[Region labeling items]

• • • •

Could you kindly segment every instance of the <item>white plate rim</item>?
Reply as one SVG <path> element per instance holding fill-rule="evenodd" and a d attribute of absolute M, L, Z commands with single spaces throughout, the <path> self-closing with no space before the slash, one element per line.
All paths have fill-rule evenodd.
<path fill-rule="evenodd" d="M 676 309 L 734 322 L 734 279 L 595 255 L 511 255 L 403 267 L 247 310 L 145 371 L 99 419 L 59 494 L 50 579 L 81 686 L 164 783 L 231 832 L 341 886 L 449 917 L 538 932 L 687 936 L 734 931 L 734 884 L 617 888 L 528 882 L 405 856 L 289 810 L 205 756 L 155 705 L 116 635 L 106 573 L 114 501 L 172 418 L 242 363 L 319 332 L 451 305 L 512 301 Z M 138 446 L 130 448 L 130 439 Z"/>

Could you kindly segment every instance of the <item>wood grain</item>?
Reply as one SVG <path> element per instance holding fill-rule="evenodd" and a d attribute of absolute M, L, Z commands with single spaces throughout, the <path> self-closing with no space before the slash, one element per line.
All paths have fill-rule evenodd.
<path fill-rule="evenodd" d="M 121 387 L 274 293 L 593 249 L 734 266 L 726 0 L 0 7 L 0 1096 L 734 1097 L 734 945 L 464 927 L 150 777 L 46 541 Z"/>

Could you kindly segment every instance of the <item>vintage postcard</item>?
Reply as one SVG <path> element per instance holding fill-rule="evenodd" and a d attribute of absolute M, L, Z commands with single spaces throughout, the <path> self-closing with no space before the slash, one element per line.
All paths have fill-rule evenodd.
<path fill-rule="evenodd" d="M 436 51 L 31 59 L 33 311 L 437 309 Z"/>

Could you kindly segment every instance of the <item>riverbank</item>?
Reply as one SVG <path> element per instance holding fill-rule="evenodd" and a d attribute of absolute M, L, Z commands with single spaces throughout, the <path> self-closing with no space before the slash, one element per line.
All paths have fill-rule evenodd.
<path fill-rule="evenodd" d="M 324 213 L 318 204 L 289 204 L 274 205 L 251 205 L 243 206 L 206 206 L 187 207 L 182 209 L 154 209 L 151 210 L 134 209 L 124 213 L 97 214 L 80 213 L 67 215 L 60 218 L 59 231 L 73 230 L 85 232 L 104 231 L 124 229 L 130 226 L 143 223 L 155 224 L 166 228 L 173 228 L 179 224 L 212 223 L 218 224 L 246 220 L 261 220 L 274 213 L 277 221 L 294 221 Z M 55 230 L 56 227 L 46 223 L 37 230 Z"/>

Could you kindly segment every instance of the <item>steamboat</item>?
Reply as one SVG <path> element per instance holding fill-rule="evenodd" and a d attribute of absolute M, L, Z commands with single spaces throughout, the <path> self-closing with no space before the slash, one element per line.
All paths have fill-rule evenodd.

• • • •

Task directions:
Can you print the items above again, line for line, with nothing changed?

Answer below:
Could you kindly segment every instance of the <item>white plate rim</item>?
Reply as one SVG <path> element per instance holding fill-rule="evenodd" and a d attribute of absolute M, L, Z commands with single spaces throughout, the <path> self-closing with no space before the slash, one element per line.
All paths have fill-rule evenodd.
<path fill-rule="evenodd" d="M 676 309 L 734 322 L 734 279 L 595 255 L 511 255 L 403 267 L 247 310 L 145 371 L 99 419 L 59 494 L 50 579 L 81 686 L 164 783 L 231 832 L 341 886 L 449 917 L 538 932 L 687 936 L 734 931 L 734 884 L 617 888 L 528 882 L 405 856 L 289 810 L 205 756 L 155 705 L 116 635 L 106 573 L 114 501 L 172 418 L 242 363 L 319 332 L 451 305 L 512 301 Z M 138 446 L 130 448 L 130 439 Z"/>

Could you kindly segment every instance of the <item>wood grain</item>?
Reply as one SVG <path> element per instance holding fill-rule="evenodd" and a d attribute of absolute M, L, Z commands with single spaces throughout, the <path> self-closing with no space before the slash, one element per line.
All paths have fill-rule evenodd.
<path fill-rule="evenodd" d="M 121 387 L 274 293 L 593 249 L 734 266 L 726 0 L 0 7 L 0 1096 L 734 1097 L 734 945 L 464 927 L 150 777 L 46 541 Z"/>

Could you kindly segment every instance of the <item>vintage postcard</item>?
Reply as one SVG <path> element per instance holding fill-rule="evenodd" and a d attribute of absolute M, L, Z commands with single spaces throughout, the <path> self-closing with no space before the slash, one element per line.
All paths have fill-rule evenodd.
<path fill-rule="evenodd" d="M 436 51 L 31 59 L 33 311 L 437 309 Z"/>

Could you kindly segment every instance of the <item>riverbank</item>?
Reply as one SVG <path> element per instance holding fill-rule="evenodd" and a d attribute of absolute M, L, Z commands with single spaces throughout, the <path> self-closing with no space before the slash, one element per line.
All paths have fill-rule evenodd.
<path fill-rule="evenodd" d="M 324 213 L 318 204 L 289 204 L 274 205 L 251 205 L 243 206 L 206 206 L 187 207 L 182 209 L 154 209 L 151 210 L 134 209 L 124 213 L 97 214 L 80 213 L 67 215 L 60 218 L 59 231 L 73 230 L 85 232 L 104 231 L 124 229 L 130 226 L 143 223 L 155 224 L 166 228 L 173 228 L 179 224 L 212 223 L 218 224 L 246 220 L 261 220 L 274 213 L 277 221 L 294 221 Z M 55 230 L 56 227 L 46 223 L 37 230 Z"/>

Could you kindly segment every instance of the <item>steamboat</item>?
Reply as one SVG <path> element per instance holding fill-rule="evenodd" and a d attribute of absolute M, L, Z commands with single spaces throughout, the <path> self-closing with no space before the slash, one element per line.
All paths have fill-rule evenodd.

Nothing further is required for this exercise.